WHAT YOU SHOULD DO: Please transcribe exactly, and only, the lines of the data below between the line holding "Tag the woman" and the line holding "Tag the white house", inclusive.

• • • •

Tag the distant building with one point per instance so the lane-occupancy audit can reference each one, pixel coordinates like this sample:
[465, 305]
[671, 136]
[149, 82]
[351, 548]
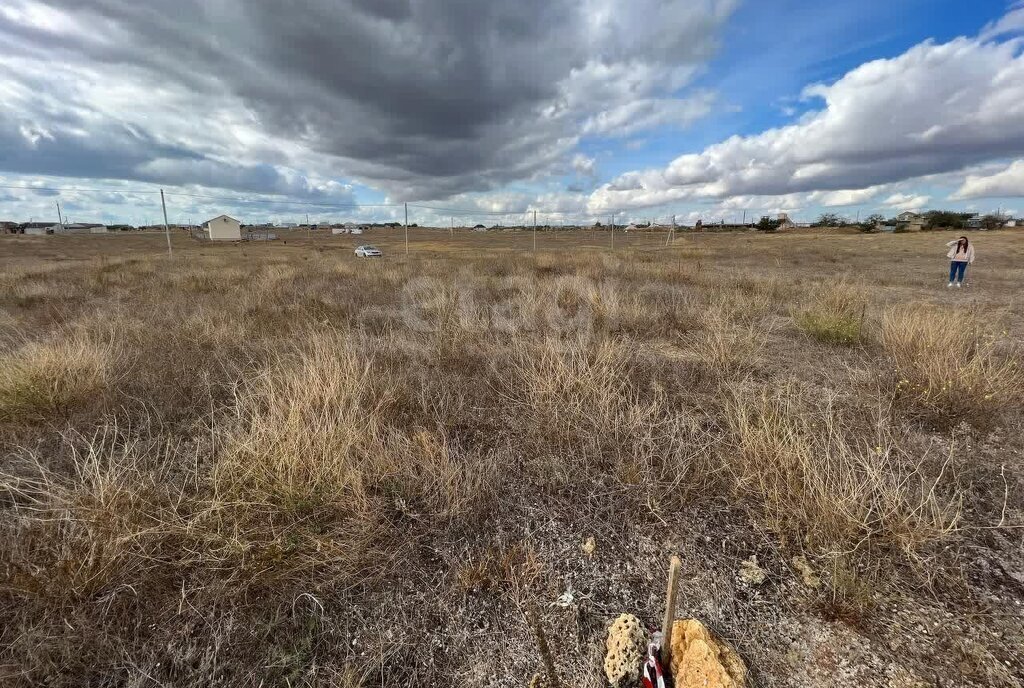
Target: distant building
[223, 228]
[37, 228]
[79, 228]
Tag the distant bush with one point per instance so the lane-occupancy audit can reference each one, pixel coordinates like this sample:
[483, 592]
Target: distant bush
[835, 317]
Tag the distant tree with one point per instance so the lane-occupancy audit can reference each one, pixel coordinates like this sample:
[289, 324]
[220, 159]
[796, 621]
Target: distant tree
[945, 218]
[768, 224]
[871, 222]
[991, 221]
[829, 220]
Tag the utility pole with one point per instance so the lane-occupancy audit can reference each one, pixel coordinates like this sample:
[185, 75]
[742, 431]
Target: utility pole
[167, 228]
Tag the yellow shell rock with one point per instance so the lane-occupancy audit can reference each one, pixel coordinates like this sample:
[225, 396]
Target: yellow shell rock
[700, 659]
[626, 647]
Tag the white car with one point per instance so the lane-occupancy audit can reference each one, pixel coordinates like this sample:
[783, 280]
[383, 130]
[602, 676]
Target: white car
[369, 252]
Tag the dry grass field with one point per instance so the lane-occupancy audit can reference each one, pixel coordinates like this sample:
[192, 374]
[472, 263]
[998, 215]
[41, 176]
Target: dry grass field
[280, 465]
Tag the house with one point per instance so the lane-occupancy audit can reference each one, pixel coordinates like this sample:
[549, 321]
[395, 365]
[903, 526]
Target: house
[909, 221]
[38, 228]
[223, 228]
[79, 228]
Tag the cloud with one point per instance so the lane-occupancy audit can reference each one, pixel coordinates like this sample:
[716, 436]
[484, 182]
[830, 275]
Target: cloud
[1011, 23]
[906, 202]
[421, 98]
[935, 109]
[584, 166]
[1006, 183]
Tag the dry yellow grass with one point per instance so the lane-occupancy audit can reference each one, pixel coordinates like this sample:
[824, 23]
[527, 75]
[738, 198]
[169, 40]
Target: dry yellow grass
[45, 380]
[952, 366]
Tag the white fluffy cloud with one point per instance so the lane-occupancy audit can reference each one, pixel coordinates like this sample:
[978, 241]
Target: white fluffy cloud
[418, 98]
[906, 202]
[1008, 182]
[935, 109]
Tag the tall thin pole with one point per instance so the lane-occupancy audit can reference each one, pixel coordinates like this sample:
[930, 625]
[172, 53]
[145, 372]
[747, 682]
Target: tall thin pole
[167, 228]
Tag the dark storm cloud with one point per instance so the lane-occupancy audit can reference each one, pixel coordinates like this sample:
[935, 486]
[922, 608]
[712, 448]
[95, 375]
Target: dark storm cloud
[421, 97]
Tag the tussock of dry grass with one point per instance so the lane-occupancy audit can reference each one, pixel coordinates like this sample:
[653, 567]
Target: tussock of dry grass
[836, 316]
[810, 478]
[50, 378]
[950, 367]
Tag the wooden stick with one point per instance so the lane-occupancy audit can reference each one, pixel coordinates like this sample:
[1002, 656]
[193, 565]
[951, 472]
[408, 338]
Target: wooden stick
[542, 644]
[670, 612]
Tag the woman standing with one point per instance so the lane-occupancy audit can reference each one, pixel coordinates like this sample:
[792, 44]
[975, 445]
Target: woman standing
[962, 255]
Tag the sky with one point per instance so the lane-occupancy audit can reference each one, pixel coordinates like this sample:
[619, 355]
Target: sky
[486, 112]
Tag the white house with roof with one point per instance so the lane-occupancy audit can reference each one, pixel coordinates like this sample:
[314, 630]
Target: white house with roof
[223, 228]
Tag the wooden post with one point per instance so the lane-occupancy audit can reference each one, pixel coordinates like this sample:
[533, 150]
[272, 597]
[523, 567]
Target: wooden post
[542, 644]
[670, 611]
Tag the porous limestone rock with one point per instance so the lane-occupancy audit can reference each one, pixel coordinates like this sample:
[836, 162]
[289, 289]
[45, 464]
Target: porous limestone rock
[626, 647]
[701, 660]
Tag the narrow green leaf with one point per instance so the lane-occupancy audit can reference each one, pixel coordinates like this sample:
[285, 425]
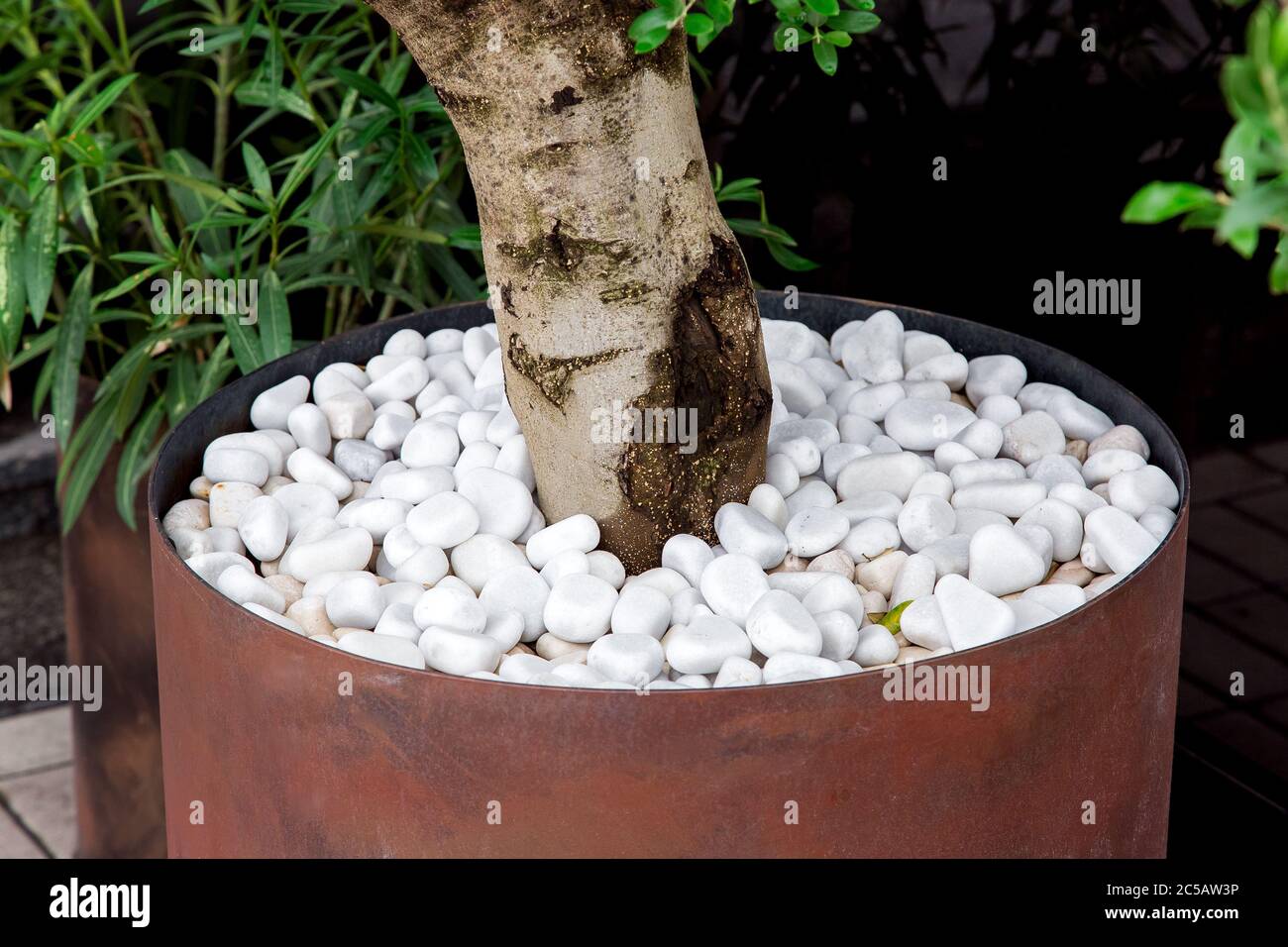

• • • •

RESPONSE BOX:
Tag the woman standing with one point per instance so the lane-occupancy audit can reference each one, pixel coordinates like this sample:
[792, 44]
[975, 445]
Target: woman standing
[962, 255]
Tag the sky with one point per instance so the lane-occupancy audit can reference each one, pixel coordinates like this sample:
[619, 355]
Target: sky
[486, 112]
Tag the white house with roof with one point per instance so the lane-occupancy audit can reference each one, pixel coordinates like this sample:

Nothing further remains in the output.